*Records from a dataset*:
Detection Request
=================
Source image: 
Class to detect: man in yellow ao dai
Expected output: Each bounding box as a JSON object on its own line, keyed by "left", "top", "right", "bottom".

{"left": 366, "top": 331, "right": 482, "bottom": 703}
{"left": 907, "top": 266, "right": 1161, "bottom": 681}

*WORK INSTRUCTION*: Leave out every line before the one containing "Class to detect: man in yellow ao dai". Transcribe that line and all lines after it through the end of the data above, exactly.

*ANSWER AREA*:
Class to detect: man in yellow ao dai
Expected output: Each bounding box as a JSON object on its own line, keyed by "left", "top", "right", "bottom".

{"left": 366, "top": 331, "right": 482, "bottom": 703}
{"left": 907, "top": 266, "right": 1161, "bottom": 681}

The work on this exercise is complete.